* SET TASKS:
1. Summarize the basketball article in two sentences.
2. Duplicate the part of the basketball article that begins at the words "Of particular significance" and stops after the words "from the field.".

* GIVEN PASSAGE:

Start

In the first 2 1/2 weeks of the season, the Maryland and George Washington men's basketball teams have gone in different directions. The Terrapins have blended three freshmen into their rotation and, if anything, have exceeded expectations by going 5-1, with the loss coming against Kentucky by three points. George Washington, meanwhile, has struggled to replace departed seniors Shawnta Rogers and Yegor Mescheriakov, going 2-3 with the most recent loss occurring Tuesday at Ohio University and Coach Tom Penders calling this season "a rebuilding year."
The Terrapins and Colonials will cross paths today and Sunday in the BB&T Classic at MCI Center. In today's first-round doubleheader, GW will play Seton Hall (3-0) at 1 p.m., with 24th-ranked Maryland then meeting No. 16 Illinois (2-1). The third-place and championship games will be played Sunday night, beginning at 6:30.
For the Terrapins, today's game represents a chance to take another step forward following an impressive victory over Iowa on Tuesday night in Baltimore. With only one returning starter--preseason all-American forward Terence Morris--few knew what to expect from Maryland. But sophomores Danny Miller and Lonny Baxter, redshirt sophomore Juan Dixon and freshman point guard Steve Blake have made fairly seamless transitions into the starting lineup.
Of particular significance has been the play of Baxter, who is averaging 14.5 points and 9.7 rebounds. Though often playing against taller opponents, the 6-foot-8 center has been Maryland's best rebounder and has found ways to score inside, often using a reverse layup to keep his shot from being blocked. He is the only Maryland player to score in double figures in every game and is shooting 56.5 percent from the field.
"I'm just coming out and trying to play hard and doing everything Coach [Gary Williams] tells me to do," said Baxter, a native of Silver Spring who attended one year of prep school at Hargrave Military Academy in Chatham, Va., before going to Maryland. "I'm just playing well. I can't explain it."

End

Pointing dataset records

Start

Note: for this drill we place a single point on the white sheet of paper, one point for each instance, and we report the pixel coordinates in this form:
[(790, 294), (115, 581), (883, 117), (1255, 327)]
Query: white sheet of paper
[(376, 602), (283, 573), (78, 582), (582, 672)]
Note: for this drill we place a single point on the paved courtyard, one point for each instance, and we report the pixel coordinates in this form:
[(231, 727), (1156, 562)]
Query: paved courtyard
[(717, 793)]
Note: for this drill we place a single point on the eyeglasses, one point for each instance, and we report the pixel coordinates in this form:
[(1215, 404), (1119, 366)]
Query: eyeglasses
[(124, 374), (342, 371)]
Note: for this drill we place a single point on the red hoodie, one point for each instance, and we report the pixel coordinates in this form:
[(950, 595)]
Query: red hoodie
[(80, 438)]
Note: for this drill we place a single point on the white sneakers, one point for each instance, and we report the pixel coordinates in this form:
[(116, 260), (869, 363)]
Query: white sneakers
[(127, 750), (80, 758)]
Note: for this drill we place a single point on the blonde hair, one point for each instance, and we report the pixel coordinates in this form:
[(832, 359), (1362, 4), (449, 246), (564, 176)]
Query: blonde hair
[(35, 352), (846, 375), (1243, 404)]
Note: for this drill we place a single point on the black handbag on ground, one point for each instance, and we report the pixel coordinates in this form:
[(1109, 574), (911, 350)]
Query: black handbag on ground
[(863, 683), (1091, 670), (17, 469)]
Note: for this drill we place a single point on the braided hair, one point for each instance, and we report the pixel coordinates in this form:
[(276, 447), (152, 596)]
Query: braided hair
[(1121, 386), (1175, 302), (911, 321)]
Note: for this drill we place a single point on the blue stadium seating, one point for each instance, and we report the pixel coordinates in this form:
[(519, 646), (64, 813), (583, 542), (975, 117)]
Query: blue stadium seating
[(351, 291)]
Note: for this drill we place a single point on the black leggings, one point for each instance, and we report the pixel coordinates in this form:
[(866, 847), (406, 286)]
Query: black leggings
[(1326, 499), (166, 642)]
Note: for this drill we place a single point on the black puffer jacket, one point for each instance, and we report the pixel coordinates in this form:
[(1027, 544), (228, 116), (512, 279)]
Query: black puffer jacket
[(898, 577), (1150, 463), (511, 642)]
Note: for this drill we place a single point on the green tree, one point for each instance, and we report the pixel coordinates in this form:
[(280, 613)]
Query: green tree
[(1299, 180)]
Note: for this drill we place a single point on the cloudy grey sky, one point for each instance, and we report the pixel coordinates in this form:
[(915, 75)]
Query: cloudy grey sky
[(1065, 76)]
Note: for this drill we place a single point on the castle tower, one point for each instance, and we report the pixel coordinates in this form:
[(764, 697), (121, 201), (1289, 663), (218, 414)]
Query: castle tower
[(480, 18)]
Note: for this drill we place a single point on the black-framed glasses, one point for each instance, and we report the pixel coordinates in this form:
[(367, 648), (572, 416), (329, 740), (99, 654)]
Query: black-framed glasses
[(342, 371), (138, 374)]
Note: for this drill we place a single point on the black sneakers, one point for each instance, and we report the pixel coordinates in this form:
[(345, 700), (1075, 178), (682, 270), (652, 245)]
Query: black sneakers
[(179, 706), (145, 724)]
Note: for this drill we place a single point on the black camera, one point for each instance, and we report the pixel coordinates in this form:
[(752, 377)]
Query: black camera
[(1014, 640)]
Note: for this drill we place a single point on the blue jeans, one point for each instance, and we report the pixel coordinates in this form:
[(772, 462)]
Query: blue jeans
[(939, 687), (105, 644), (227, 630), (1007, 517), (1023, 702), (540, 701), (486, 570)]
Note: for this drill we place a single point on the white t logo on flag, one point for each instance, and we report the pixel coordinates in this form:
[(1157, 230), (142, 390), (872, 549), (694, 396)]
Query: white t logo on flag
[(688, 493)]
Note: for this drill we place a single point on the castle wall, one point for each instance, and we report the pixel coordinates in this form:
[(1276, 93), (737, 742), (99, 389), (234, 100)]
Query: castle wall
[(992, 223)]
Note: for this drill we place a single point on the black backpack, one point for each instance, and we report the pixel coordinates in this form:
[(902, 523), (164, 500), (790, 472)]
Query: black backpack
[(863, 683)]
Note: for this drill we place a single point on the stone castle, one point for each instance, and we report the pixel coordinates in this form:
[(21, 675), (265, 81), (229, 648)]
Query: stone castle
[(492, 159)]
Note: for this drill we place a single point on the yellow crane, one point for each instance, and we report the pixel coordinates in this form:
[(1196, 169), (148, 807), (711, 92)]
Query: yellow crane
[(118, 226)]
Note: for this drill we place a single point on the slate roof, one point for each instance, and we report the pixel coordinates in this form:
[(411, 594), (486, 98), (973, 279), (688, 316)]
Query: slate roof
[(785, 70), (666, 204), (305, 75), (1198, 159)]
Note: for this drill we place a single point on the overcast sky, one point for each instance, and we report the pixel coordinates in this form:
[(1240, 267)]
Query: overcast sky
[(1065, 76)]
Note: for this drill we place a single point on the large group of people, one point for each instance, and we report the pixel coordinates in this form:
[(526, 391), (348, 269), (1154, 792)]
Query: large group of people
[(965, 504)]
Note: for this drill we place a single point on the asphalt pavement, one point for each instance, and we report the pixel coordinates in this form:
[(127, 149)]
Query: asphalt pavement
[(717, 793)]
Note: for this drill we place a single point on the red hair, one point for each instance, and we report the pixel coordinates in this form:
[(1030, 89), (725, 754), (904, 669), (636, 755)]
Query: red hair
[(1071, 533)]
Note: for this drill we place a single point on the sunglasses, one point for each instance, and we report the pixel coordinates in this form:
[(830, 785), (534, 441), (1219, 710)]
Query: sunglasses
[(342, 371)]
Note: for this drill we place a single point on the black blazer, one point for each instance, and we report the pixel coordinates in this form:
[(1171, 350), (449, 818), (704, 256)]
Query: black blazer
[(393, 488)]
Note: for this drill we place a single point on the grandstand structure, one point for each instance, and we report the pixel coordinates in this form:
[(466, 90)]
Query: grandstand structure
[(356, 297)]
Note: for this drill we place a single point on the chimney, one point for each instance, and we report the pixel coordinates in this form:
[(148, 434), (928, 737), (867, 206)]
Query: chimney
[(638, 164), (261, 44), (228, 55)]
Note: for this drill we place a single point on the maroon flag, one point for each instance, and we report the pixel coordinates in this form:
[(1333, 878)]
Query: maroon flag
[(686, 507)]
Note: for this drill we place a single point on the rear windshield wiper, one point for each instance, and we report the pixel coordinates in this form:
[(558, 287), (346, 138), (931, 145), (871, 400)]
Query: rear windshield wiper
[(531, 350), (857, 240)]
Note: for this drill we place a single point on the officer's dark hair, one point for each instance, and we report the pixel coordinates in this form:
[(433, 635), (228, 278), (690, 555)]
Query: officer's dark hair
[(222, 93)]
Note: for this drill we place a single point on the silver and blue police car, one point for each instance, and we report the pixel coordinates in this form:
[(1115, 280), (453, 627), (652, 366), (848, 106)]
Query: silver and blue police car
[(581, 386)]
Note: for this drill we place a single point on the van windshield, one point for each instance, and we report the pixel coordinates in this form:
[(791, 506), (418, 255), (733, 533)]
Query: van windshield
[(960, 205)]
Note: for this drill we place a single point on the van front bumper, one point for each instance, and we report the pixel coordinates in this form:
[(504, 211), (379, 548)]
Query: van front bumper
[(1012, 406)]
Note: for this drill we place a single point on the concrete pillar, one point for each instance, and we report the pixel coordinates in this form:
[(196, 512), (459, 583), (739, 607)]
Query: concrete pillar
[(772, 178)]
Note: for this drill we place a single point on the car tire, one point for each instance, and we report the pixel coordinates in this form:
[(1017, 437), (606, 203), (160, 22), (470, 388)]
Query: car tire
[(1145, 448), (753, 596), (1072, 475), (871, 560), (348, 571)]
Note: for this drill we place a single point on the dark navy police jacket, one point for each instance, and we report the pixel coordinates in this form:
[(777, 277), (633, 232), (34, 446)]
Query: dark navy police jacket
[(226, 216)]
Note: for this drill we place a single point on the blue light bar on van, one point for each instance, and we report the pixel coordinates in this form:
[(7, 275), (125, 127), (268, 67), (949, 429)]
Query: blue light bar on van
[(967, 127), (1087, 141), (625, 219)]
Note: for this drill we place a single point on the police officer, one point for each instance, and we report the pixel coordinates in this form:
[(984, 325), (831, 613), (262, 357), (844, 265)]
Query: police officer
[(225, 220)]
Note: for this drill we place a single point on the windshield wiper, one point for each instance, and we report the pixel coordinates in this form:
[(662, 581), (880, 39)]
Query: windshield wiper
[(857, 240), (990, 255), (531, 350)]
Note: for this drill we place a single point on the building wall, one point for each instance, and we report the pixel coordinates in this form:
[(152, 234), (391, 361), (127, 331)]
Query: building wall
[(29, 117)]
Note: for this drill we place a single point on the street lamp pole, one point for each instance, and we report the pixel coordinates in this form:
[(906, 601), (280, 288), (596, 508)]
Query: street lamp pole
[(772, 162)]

End

* RESPONSES BY TASK:
1. Maryland has gone 5-1 early in the season with three freshmen in its rotation, while George Washington has gone 2-3 after losing seniors Shawnta Rogers and Yegor Mescheriakov. Both teams play in the BB&T Classic at MCI Center, where Maryland faces No. 16 Illinois after a win over Iowa, with center Lonny Baxter averaging 14.5 points and 9.7 rebounds.

2.
Of particular significance has been the play of Baxter, who is averaging 14.5 points and 9.7 rebounds. Though often playing against taller opponents, the 6-foot-8 center has been Maryland's best rebounder and has found ways to score inside, often using a reverse layup to keep his shot from being blocked. He is the only Maryland player to score in double figures in every game and is shooting 56.5 percent from the field.